▶ Exercise task 1: Reproduce the rows verbatim, starting at the line that contains "Target: highway lane marking" and ending at the last of the rows, with both ends included.

▶ Quoted passage:
Clicky

Fortran Wiki
summary_ucs4

Introduction to Fortran Unicode support

Summary: Lessons Learned

The main lessons from Guide 1

  1. Compilers that support CHARACTER kind ISO_10646 make reading and writing UTF-8 encoded files as easy as doing the same with ASCII files. Just open or re-open the file with “ENCODING=‘UTF-8’” and use CHARACTER(KIND=UCS4) variables where

    integer, parameter :: ucs4 = selected_char_kind (‘ISO_10646’)

    All the CHARACTER intrinsics work with UCS-4 variables so working with all UCS-4 variables is primarily identical to working with all default CHARACTER variables.

  2. Issues are mostly evident only in that

    • there are special restrictions for concatenation, internal I/O and assignment between CHARACTER kinds.
    • on modern systems more than just file data is typically encoded using UTF-8 (e.g.file names and environment variable values).

    Simply put, mixing UCS-4 variables with other kinds is not permitted for internal I/O and concatenation so no encoding conversions can occur via these features.

    Internal I/O does not provide the conversions READ and WRITE operations perform on data files opened with UTF-8 encoding. Internal I/O only supports reading and writing UCS-4 variables from a UCS-4 internal file. No mixing with other kinds (and therefore no conversion between UCS-4 and other encodings) is permitted.

    Assignment of UCS-4 variables to ASCII variables folds each character into one byte. One-byte UCS-4 characters (ie. the ASCII-7 characters) are copied as-is. All other (multibyte) characters are converted to a processor-dependent single-byte character designating an “unrepresentable” character.

▶ Data lines:
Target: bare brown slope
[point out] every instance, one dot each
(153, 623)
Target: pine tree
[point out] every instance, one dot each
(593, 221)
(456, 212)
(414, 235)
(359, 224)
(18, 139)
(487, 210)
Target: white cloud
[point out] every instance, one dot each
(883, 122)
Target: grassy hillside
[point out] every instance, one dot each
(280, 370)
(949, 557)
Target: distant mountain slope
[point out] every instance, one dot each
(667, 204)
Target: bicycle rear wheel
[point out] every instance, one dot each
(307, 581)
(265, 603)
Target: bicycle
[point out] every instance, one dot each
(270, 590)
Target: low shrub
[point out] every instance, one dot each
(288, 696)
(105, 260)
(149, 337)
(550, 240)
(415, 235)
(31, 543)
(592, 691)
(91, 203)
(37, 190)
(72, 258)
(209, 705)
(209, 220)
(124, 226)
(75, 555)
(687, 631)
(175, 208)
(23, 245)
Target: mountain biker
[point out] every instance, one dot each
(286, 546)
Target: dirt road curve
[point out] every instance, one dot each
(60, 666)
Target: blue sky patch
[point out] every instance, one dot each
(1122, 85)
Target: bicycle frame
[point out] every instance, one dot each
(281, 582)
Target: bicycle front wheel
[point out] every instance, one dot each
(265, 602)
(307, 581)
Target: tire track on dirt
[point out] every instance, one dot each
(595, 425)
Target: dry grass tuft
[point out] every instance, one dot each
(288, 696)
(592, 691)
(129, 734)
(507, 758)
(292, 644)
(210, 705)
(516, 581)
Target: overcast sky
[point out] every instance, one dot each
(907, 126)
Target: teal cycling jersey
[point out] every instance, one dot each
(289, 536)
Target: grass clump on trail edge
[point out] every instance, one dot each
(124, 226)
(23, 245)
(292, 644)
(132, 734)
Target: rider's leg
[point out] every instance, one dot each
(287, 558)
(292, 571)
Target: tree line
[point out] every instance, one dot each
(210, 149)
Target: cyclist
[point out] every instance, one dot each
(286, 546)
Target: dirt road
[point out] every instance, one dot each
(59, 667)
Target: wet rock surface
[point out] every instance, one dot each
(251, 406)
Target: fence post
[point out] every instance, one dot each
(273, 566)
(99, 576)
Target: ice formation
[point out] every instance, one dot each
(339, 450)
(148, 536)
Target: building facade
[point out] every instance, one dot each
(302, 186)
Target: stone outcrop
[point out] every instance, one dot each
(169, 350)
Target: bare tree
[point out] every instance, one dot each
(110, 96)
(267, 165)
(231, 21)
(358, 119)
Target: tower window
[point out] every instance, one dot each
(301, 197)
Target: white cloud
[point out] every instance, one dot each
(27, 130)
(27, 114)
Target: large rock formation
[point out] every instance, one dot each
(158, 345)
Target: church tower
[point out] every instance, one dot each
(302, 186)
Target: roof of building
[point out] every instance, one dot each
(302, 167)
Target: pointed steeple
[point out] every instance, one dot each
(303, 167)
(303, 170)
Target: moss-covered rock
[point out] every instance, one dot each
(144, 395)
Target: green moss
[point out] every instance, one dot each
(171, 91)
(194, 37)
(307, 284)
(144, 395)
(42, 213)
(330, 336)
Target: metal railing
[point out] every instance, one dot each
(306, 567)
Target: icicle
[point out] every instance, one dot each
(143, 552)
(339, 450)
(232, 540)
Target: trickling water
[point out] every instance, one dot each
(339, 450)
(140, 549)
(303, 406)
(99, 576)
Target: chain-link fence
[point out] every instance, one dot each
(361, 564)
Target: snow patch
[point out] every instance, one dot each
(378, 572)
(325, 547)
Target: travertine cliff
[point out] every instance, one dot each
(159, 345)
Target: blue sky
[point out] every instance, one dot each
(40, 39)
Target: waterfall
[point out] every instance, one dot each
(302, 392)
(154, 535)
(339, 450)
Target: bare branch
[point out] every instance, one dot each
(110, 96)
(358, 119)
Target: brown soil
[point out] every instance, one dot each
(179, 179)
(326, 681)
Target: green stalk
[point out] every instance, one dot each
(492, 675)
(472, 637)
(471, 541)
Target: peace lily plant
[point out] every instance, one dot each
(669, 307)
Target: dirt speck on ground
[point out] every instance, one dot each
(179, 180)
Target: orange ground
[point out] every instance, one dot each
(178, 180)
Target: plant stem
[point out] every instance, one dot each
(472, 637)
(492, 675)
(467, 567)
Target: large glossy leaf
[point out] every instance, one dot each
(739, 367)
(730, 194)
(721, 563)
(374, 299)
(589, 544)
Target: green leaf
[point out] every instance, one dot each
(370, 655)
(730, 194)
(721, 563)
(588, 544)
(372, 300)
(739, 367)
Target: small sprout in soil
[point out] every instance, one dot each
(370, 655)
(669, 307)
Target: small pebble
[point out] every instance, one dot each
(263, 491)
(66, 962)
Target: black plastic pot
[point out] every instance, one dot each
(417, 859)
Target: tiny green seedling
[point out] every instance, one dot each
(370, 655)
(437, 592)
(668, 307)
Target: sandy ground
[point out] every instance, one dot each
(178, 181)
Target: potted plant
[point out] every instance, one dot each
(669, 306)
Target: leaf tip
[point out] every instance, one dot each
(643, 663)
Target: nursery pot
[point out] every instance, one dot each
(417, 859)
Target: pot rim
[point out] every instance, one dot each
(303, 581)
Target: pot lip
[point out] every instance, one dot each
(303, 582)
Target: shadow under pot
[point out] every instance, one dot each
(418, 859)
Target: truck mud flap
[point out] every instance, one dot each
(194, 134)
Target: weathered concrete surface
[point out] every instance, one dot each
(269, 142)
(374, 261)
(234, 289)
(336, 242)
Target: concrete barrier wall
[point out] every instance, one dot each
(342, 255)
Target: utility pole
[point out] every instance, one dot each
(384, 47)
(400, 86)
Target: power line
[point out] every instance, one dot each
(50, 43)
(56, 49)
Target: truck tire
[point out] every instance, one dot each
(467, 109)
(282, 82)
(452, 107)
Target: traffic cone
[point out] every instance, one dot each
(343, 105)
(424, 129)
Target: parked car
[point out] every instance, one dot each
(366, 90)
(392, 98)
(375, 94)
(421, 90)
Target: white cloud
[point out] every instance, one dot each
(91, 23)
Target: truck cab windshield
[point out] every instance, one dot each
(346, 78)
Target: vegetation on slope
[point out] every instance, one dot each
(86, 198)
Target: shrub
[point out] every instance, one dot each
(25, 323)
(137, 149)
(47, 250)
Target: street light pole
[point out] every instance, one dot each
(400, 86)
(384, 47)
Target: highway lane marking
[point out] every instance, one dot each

▶ Exercise task 2:
Do the following statements agree with the Fortran Unicode summary? Answer yes or no for each, and quote the words from the text that decide it.
(a) Internal I/O permits mixing UCS-4 variables with other character kinds.
(b) When UCS-4 variables are assigned to ASCII variables, the ASCII-7 characters are copied unchanged.
(c) All the CHARACTER intrinsics work with UCS-4 variables.

▶ Right answer 1:
Target: highway lane marking
[point out] every instance, one dot each

▶ Right answer 2:
(a) No: "No mixing with other kinds (and therefore no conversion between UCS-4 and other encodings) is permitted."
(b) Yes: "One-byte UCS-4 characters (ie. the ASCII-7 characters) are copied as-is."
(c) Yes: "All the CHARACTER intrinsics work with UCS-4 variables"